EXERCISE OBJECTIVE:
Reproduce the complete set of records exactly. No picture is to appear in the copy.

RECORD EXCERPTS:
↓↓↓

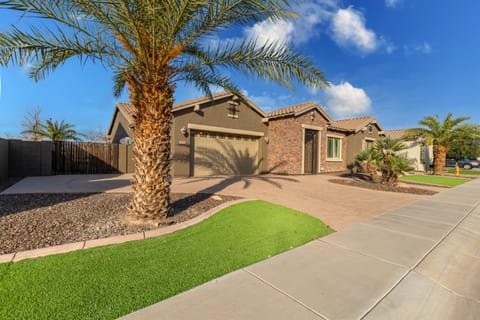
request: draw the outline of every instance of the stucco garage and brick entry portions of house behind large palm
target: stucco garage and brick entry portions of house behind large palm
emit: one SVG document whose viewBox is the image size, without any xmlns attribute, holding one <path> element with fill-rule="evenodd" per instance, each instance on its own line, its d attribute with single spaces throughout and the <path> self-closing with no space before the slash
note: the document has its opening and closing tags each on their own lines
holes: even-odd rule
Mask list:
<svg viewBox="0 0 480 320">
<path fill-rule="evenodd" d="M 133 141 L 133 106 L 118 103 L 108 137 Z M 222 92 L 175 104 L 172 123 L 174 176 L 265 172 L 315 174 L 346 169 L 348 130 L 308 102 L 267 113 L 254 102 Z"/>
</svg>

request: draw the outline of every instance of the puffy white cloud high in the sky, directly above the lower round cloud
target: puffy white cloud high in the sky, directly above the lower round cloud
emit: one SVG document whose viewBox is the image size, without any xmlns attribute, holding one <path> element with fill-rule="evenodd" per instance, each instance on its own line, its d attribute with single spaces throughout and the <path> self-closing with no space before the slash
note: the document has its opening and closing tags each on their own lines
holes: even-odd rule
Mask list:
<svg viewBox="0 0 480 320">
<path fill-rule="evenodd" d="M 354 47 L 368 54 L 378 49 L 375 32 L 365 26 L 365 17 L 353 7 L 339 9 L 332 21 L 332 37 L 342 47 Z"/>
</svg>

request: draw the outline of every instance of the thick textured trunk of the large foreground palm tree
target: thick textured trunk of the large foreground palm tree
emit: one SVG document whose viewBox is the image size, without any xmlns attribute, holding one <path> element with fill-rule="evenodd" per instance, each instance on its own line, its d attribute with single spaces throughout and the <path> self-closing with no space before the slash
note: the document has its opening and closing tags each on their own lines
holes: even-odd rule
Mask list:
<svg viewBox="0 0 480 320">
<path fill-rule="evenodd" d="M 173 88 L 166 82 L 133 87 L 134 124 L 133 200 L 129 217 L 137 222 L 156 222 L 170 212 L 170 130 Z"/>
</svg>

↑↑↑

ANSWER BELOW:
request: draw the outline of every instance of the stucco garage and brick entry portions of house behind large palm
target: stucco garage and brick entry portions of house behind large palm
emit: one SVG document whose viewBox is the image size, without any xmlns attribute, holding one <path> element with fill-rule="evenodd" per instance, each instance on its own line, its d attribute with single spaces throughout and the <path> self-closing with no space before the slash
note: the document has its opening and closing tags each on their own lines
holes: even-odd rule
Mask list:
<svg viewBox="0 0 480 320">
<path fill-rule="evenodd" d="M 133 141 L 133 106 L 118 103 L 108 137 Z M 222 92 L 175 104 L 172 123 L 174 176 L 265 172 L 315 174 L 346 169 L 348 130 L 308 102 L 267 113 L 254 102 Z"/>
</svg>

request: draw the outline of every instance of the puffy white cloud high in the sky, directly above the lower round cloud
target: puffy white cloud high in the sky, directly above the lower round cloud
emit: one SVG document whose viewBox is the image size, without any xmlns attribute, holding one <path> element with fill-rule="evenodd" per instance, each instance on its own line, its d attribute with single spaces throughout and the <path> self-closing with no space before the slash
note: the document has its opening and closing tags each on their own lines
holes: even-odd rule
Mask list:
<svg viewBox="0 0 480 320">
<path fill-rule="evenodd" d="M 354 47 L 368 54 L 378 49 L 375 32 L 365 26 L 365 17 L 353 7 L 339 9 L 332 21 L 332 37 L 342 47 Z"/>
</svg>

request: draw the outline of every instance of the thick textured trunk of the large foreground palm tree
target: thick textured trunk of the large foreground palm tree
emit: one SVG document whose viewBox is the image size, without any xmlns attribute, holding one <path> element with fill-rule="evenodd" per instance, each instance on its own line, its d attribute with single spaces throughout and the <path> self-closing with no space before the slash
note: the document has its opening and closing tags each on their own lines
holes: even-odd rule
Mask list:
<svg viewBox="0 0 480 320">
<path fill-rule="evenodd" d="M 173 88 L 166 82 L 133 87 L 134 124 L 133 200 L 129 217 L 137 222 L 156 222 L 170 212 L 170 130 Z"/>
</svg>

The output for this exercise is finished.